■ Data supplied
........

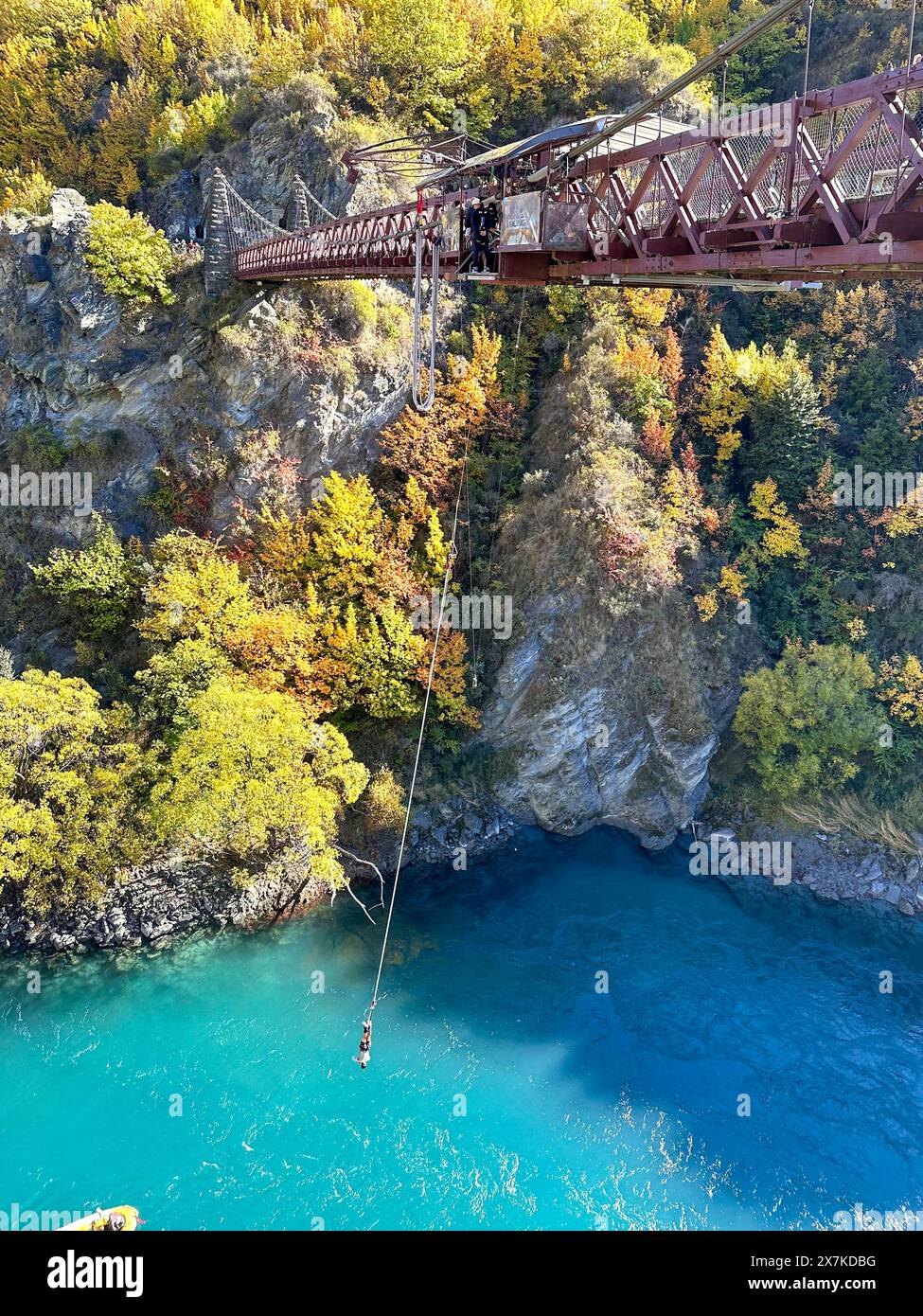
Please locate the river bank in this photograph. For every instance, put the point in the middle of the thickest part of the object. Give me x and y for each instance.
(598, 1008)
(175, 898)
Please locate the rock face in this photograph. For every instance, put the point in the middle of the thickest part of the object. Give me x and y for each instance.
(579, 711)
(157, 904)
(612, 697)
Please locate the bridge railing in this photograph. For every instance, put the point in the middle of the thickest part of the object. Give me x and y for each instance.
(815, 182)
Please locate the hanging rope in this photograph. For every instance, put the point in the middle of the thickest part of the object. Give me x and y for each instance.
(424, 404)
(366, 1028)
(808, 47)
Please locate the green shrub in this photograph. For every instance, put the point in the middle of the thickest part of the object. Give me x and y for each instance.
(24, 194)
(808, 719)
(98, 586)
(70, 785)
(128, 256)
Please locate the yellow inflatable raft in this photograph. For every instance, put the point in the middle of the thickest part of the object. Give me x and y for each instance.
(105, 1220)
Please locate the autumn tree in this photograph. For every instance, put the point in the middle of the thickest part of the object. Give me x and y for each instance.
(808, 720)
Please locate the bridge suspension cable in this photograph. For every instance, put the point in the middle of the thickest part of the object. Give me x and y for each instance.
(424, 404)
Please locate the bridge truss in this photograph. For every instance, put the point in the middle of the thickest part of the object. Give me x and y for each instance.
(825, 186)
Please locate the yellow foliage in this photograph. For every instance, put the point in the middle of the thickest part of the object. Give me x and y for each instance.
(707, 604)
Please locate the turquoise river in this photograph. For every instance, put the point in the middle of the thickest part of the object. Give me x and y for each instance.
(212, 1085)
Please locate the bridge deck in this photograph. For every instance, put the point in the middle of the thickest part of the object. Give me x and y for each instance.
(819, 187)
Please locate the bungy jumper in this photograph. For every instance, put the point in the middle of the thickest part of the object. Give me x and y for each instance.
(823, 187)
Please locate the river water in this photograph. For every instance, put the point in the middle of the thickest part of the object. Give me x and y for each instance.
(212, 1085)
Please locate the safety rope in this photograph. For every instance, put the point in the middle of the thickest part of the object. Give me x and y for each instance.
(808, 46)
(424, 404)
(423, 728)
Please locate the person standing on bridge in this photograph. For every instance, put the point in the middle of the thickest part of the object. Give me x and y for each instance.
(477, 226)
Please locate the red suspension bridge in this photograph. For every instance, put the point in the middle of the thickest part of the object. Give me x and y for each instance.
(825, 186)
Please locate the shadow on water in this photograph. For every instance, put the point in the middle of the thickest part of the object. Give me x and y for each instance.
(717, 988)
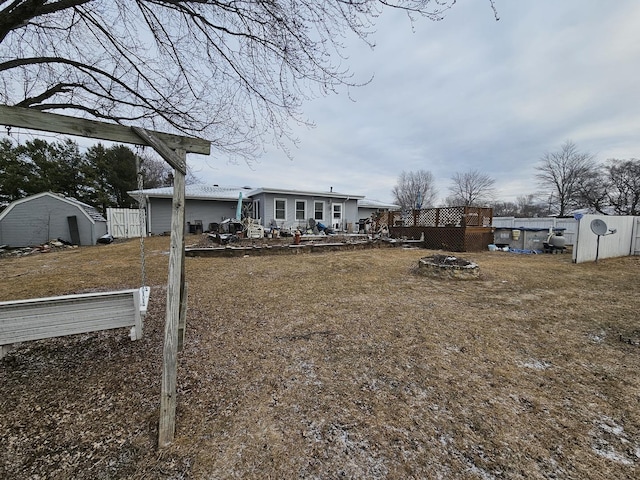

........

■ The problem
Output every entry exactly, leaving out pictures.

■ Response below
Please locate the river bank in this photograph. For every instance, put the point in the middle of the thickest part of the object. Give me x and y for each instance.
(598, 1008)
(175, 898)
Please locate the rock face in this photograph. For every instance, put the point in the middle of the thickest part of the object. Give me x and y for each instance.
(579, 711)
(157, 904)
(612, 697)
Please locate the bridge railing in this photograph. For every instance, put the point in the middle of the thickest part of the object. Give me x and y for each instance.
(815, 182)
Please locate the hanging rope in this photograph. For every instance, put the point in the middle of the thickest part of the object. Give me x and y for each instance.
(424, 404)
(366, 1028)
(808, 47)
Please locate the green shrub in this photograph. For every instance, put the point in the middle of the thickest part of the object. Give me x and y for each instance.
(24, 194)
(808, 719)
(98, 586)
(70, 785)
(128, 256)
Please locate the yellow inflatable raft in this photograph. For every instance, put the point in the middle of the thickest part of the object. Give me x and y for each instance.
(105, 1220)
Please locate the autumn tree in this photograph. For every instance, put the point in the middle of the thickest part of the object. Give me x and y for each instance.
(808, 720)
Please locate the bridge suspension cable in this photograph. For every instance, put the point in the middle of the thickest part of the object. Give me x and y for each instance.
(424, 404)
Please locate the bridge truss in this photograph. For every instance, put the point in the middle of the thickest part of the object. Give me x and y for each instance.
(825, 186)
Please locate the yellow foliage in this photograph. For every instance, put the point in the middle of the thickest part of the object. Give me x and y for each instance.
(707, 604)
Please locate the turquoise river in this photograph. For every instance, put the point in the middle of the thickest part of the object. Give me x and y for each instance.
(212, 1085)
Please locate the bridge deck in this photograph. For every instance, put the point in the middle of the thickest part of the object. Give me x and y for each instance.
(819, 187)
Please locate the bungy jumper in this photograph. For every instance, put the point in the middle of the thickest part of the object. Give me x and y for each instance.
(823, 187)
Please locate the river water in this photograph. For every instance, put the point in the middle of the thickest part of the object. Give me x and y for each instance.
(212, 1085)
Please locate the safety rope in this photograph. For every instance, put the point in the middle of the thickest part of the object. Give me x and y for each instance.
(808, 46)
(424, 404)
(423, 728)
Please locate the person standing on bridge in this photograph. For every instance, put the point in the middle of the thickest part of the object. Give me x and y for each instance.
(477, 226)
Please locate the red suspension bridge in this photograph. For every instance, put the point in the middle of the thickest part of the object. Give me x and y for each instance.
(825, 186)
Please locate the shadow on water in this photograph. For every instance, put the point in the middle of the thickest part of the object. Give me x and y for each instance.
(717, 988)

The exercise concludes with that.